> WORK TO DO:
Rewrite the rows from the line with "Point out the dirt" up to and including the line with "[(1123, 375)]", swapping "dirt clod" for "soil clump" and leaving everything else unchanged. Give only those lines.

> DATA FOR THE TASK:
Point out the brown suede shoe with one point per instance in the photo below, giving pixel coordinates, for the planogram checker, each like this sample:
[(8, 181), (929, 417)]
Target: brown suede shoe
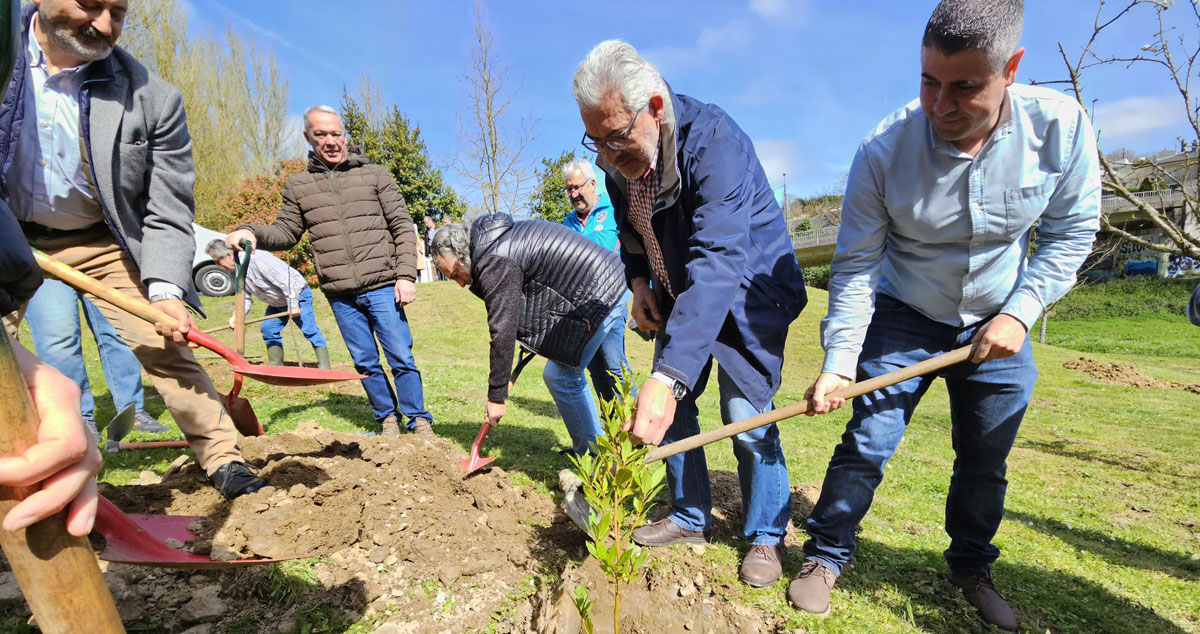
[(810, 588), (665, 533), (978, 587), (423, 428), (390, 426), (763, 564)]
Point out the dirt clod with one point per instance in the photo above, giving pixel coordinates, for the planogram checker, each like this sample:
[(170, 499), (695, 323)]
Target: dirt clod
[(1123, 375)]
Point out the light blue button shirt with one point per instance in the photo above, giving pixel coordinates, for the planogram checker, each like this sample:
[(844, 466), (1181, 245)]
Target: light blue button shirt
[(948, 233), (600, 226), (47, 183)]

> EXPECTED ANSWER:
Point out the soil clump with one point per instance in the photo above, giving pixel coordinates, for the planogram checker, each like this sample:
[(170, 499), (695, 323)]
Target: soil clump
[(1123, 375)]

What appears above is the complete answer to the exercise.